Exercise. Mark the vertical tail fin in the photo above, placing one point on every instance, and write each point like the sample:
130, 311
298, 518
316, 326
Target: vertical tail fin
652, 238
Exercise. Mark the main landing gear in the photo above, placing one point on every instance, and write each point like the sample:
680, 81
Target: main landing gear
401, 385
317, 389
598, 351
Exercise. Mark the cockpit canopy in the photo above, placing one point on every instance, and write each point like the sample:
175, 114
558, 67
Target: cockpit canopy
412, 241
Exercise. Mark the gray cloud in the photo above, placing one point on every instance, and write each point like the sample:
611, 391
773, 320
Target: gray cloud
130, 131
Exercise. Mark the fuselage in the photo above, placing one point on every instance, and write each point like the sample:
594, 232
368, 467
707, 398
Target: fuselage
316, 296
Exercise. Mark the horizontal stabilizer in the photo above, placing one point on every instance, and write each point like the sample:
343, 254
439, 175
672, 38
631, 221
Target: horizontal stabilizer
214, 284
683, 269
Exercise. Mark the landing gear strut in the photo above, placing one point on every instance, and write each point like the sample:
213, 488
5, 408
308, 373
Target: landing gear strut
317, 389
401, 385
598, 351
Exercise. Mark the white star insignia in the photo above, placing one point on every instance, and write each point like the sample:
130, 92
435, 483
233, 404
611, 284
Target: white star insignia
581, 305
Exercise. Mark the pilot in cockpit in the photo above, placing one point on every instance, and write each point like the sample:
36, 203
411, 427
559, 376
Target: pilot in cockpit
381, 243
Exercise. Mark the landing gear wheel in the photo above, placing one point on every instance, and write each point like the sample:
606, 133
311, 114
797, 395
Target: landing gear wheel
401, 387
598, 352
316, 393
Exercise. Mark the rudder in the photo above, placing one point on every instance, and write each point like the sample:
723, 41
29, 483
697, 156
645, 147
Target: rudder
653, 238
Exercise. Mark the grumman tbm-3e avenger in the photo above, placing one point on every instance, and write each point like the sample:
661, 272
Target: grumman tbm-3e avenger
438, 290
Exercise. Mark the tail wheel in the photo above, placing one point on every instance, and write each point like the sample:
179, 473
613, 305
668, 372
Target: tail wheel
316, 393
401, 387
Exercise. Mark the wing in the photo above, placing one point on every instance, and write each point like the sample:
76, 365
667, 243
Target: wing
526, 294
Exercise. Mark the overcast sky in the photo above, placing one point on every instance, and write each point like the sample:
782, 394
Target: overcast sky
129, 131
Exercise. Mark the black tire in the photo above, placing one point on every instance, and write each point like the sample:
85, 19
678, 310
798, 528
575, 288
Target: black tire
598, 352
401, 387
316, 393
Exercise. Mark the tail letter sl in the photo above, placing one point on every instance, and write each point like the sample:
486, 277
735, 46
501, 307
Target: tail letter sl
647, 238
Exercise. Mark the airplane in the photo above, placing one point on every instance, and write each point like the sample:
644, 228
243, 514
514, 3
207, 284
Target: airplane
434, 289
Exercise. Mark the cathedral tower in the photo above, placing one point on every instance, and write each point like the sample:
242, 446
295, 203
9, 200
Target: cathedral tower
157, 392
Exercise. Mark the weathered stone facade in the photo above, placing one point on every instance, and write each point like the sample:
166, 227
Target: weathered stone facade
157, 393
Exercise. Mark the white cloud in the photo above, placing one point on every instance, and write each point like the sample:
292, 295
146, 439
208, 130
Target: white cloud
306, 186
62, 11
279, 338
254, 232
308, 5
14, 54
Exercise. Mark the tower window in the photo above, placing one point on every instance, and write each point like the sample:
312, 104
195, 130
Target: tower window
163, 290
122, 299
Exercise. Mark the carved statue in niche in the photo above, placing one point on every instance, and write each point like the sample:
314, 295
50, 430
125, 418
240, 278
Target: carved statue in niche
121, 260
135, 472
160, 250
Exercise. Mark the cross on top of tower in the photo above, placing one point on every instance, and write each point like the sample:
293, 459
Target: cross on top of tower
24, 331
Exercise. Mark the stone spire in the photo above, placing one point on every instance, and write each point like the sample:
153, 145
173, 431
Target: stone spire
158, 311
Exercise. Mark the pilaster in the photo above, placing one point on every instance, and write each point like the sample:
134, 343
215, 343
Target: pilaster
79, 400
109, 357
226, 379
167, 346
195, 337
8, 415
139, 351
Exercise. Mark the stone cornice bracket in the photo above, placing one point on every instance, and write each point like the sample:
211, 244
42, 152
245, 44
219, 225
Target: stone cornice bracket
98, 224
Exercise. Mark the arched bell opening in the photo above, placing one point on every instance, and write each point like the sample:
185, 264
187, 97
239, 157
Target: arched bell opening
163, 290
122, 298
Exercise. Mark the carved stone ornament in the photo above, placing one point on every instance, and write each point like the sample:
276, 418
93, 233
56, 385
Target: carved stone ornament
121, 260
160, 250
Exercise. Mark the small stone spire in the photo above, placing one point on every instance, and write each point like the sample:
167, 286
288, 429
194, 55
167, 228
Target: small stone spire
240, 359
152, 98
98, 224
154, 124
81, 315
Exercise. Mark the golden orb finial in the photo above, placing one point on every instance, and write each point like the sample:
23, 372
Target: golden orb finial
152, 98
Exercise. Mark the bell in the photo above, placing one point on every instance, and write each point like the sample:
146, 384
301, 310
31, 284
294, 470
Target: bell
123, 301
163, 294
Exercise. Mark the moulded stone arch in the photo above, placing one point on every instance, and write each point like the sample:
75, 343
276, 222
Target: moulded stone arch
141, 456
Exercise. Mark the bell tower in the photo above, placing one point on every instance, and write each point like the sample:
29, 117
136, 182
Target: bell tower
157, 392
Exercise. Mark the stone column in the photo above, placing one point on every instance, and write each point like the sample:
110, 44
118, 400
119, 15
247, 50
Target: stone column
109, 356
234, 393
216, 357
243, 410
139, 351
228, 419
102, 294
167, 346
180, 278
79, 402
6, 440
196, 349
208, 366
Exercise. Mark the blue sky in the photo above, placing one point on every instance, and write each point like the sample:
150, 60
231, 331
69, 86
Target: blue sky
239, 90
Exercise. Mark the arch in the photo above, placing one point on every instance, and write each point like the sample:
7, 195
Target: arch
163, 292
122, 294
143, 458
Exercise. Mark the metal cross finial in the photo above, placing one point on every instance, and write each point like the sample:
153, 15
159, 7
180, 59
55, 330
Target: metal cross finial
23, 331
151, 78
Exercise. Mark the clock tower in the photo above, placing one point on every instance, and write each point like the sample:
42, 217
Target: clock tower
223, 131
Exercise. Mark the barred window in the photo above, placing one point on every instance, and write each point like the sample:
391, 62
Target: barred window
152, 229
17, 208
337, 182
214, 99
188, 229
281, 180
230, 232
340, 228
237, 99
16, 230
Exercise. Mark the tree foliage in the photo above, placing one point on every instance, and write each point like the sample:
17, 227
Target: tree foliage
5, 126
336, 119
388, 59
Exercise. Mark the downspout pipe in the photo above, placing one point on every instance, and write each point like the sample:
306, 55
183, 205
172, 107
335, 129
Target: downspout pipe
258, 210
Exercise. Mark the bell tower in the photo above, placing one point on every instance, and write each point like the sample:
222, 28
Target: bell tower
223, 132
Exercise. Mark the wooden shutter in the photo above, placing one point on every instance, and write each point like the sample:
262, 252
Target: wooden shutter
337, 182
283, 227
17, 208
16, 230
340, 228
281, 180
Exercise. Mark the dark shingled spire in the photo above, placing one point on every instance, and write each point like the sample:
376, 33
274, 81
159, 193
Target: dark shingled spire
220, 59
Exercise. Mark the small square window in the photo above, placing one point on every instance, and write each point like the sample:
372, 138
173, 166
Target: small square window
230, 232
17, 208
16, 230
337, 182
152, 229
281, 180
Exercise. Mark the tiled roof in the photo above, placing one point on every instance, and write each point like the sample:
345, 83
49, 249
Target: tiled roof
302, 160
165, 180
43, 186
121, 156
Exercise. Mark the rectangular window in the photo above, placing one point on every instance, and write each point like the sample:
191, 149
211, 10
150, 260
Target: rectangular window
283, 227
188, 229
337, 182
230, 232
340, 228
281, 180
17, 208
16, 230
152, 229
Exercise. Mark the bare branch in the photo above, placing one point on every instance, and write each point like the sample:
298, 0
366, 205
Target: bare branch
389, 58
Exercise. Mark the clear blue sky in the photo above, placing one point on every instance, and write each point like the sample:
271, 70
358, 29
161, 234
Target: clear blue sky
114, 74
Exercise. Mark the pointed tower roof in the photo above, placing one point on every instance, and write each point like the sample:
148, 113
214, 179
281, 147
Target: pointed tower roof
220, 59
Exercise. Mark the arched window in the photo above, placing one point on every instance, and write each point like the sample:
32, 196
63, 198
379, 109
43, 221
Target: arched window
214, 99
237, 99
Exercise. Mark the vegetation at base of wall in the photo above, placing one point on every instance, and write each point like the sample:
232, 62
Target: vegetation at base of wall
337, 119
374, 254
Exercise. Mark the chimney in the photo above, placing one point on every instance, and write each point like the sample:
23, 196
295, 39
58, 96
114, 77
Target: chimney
────────────────
- Directions: Quote every line from the line containing "Exercise. Mark the tiled" through the closing line of the listing, including both.

- Problem solution:
Exercise. Mark the tiled roof in the photo above, placing one point on every instance, and write each point like the sample:
345, 83
49, 249
Target: tiled roof
302, 160
165, 180
43, 186
121, 156
Exercise. Mark the rectangular window in the photo above, placing one point on every instance, and write each point like the sample:
191, 149
211, 10
150, 260
Target: rectangular window
283, 227
188, 229
337, 182
230, 232
340, 228
281, 180
17, 208
16, 230
152, 229
Exercise. Mark the bare branch in the photo above, placing one point on every instance, and write each point like the sample:
298, 0
366, 205
Target: bare branch
389, 58
Exercise. Mark the clear blue sky in the photo above, placing one point on every instance, and write each point like the sample:
271, 70
358, 29
161, 234
Target: clear blue sky
114, 74
Exercise. Mark the pointed tower roof in the photo above, placing one point on every instance, and write each point like the sample:
148, 113
214, 179
281, 147
Target: pointed tower roof
220, 59
Exercise. Mark the arched window in the photo above, placing one point on every instance, and write each point like the sample:
32, 196
63, 198
379, 109
43, 221
Target: arched window
214, 99
237, 99
Exercise. Mark the vegetation at base of wall in the photo above, placing one point on every instance, and write each point like the sample:
232, 62
Target: vegetation at base of wall
337, 119
374, 254
Exercise. Mark the chimney in the photo above, placing one point on every instance, and write each point like the sample:
23, 196
295, 39
58, 96
114, 77
Target: chimney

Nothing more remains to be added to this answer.